Position annotation records
>>>

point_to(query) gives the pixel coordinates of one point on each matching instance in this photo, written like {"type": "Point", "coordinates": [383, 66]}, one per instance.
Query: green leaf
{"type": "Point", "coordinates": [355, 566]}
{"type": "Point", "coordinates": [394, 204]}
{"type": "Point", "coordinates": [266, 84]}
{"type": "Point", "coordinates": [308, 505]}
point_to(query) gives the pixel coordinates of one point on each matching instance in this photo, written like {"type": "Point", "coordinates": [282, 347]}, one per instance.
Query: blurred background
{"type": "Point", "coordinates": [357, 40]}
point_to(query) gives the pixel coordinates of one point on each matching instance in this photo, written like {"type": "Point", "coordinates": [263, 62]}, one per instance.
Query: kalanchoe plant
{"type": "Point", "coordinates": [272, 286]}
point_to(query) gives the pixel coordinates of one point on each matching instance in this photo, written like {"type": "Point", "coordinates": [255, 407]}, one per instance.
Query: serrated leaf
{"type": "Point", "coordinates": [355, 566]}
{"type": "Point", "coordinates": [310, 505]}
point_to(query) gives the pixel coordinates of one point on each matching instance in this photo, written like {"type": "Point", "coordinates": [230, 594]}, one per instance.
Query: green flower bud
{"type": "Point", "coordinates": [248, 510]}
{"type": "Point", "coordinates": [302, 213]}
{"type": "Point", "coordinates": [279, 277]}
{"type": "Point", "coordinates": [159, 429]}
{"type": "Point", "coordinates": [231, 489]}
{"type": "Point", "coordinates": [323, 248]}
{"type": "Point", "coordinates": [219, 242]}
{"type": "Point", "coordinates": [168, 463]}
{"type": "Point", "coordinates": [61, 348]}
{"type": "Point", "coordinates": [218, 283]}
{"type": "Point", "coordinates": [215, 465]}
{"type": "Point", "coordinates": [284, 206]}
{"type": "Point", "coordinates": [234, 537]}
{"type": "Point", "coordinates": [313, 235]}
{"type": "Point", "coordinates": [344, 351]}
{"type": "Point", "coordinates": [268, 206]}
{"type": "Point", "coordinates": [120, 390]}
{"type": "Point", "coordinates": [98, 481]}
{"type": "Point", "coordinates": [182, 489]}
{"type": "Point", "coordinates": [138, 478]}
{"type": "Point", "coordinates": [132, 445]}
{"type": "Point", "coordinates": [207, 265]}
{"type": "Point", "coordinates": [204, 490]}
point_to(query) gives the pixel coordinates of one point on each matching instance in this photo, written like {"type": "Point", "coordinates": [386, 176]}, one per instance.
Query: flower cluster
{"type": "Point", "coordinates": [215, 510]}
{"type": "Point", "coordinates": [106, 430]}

<<<
>>>

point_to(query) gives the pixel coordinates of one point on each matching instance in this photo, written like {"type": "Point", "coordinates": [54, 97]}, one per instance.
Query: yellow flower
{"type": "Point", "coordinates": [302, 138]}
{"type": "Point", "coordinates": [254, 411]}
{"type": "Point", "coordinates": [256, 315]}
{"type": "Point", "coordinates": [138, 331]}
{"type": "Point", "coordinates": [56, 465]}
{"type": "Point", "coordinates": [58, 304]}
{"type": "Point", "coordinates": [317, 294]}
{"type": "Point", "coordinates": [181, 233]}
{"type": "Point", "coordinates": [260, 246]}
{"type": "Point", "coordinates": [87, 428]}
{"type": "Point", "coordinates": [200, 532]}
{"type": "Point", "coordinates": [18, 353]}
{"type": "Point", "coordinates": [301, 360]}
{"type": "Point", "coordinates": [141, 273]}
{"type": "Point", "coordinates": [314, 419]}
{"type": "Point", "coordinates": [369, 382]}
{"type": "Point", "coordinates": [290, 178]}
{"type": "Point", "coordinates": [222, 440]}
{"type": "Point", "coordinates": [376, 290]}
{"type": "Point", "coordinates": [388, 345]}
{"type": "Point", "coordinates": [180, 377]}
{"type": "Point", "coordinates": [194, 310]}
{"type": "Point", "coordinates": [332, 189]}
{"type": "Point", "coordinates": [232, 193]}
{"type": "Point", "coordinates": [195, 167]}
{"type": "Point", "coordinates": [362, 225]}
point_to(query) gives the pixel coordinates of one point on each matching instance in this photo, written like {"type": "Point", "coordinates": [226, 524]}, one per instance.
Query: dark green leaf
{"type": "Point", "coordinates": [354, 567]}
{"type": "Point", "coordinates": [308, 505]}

<<<

● **STATED PROBLEM**: Copy out every line of the material that contains the word "written".

● **EXERCISE ANSWER**:
point_to(query) gives the pixel coordinates of one point on each matching instance in this photo, written like {"type": "Point", "coordinates": [383, 66]}, one per instance.
point_to(query) gives the pixel coordinates of one point on each matching instance in this photo, written like {"type": "Point", "coordinates": [282, 347]}, one per instance.
point_to(query) gives the pixel coordinates of one point on each matching instance in this photo, written like {"type": "Point", "coordinates": [263, 62]}, one per instance.
point_to(query) gives the pixel coordinates of one point on each matching instance in this photo, written like {"type": "Point", "coordinates": [255, 407]}, one per instance.
point_to(query) gives the pixel coordinates of one point on each matching instance in this photo, written like {"type": "Point", "coordinates": [230, 594]}, one per instance.
point_to(query) gives the pixel coordinates of one point on each matching instance in this photo, written like {"type": "Point", "coordinates": [386, 176]}, one per instance.
point_to(query) gives the pixel coordinates of one point on each matching instance in this photo, written like {"type": "Point", "coordinates": [54, 97]}, one per instance.
point_to(query) gives the pixel coordinates of one point on each matching instance in this photo, written like {"type": "Point", "coordinates": [226, 524]}, one per instance.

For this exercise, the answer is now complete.